» Explore the material
[a] Which dates or months does the article on the Evanston music school name?
[b] Reproduce the part of the article on the Evanston music school that opens with the words containing "The Evanston Land" and closes with "in the city.".

» Source extract
Music school gets green light from panel to subdivide land

An Evanston music studio is set to get city approval for plans to subdivide its property and stay in business.

The Evanston Land Use Commission approved a 7-2 recommendation on February 23 allowing the Butcher Boy School of Music Production, 1224 Washington St., to split its lot.
Studio owner Jim Tullio had lost major business during the COVID-19 pandemic, but has reconfigured Butcher Boy into a nonprofit that helps local students produce musical recordings.

Tullio said a spike in his mortgage payments had made his business unsustainable unless he could sell the unused portion of Butcher Boy’s property. But his first proposal was rebuffed by the city’s Design and Project Review Board (DAPR), which initially ruled against a recommendation in January, noting that one of the newly created lots would be less than the 5,000 square foot requirement for new lots in the city.

The DAPR’s rejection was non-binding, and members of the Land Use Commission, who then reviewed the proposal, sent it back to Tullio for revision. His new proposal was re-evaluated and supported by DAPR on February 15.

» Data provided
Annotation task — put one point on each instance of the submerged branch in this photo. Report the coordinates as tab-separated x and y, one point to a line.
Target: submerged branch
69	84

» Answers given
[a] February 23, January, February 15

[b]
The Evanston Land Use Commission approved a 7-2 recommendation on February 23 allowing the Butcher Boy School of Music Production, 1224 Washington St., to split its lot.
Studio owner Jim Tullio had lost major business during the COVID-19 pandemic, but has reconfigured Butcher Boy into a nonprofit that helps local students produce musical recordings.

Tullio said a spike in his mortgage payments had made his business unsustainable unless he could sell the unused portion of Butcher Boy’s property. But his first proposal was rebuffed by the city’s Design and Project Review Board (DAPR), which initially ruled against a recommendation in January, noting that one of the newly created lots would be less than the 5,000 square foot requirement for new lots in the city.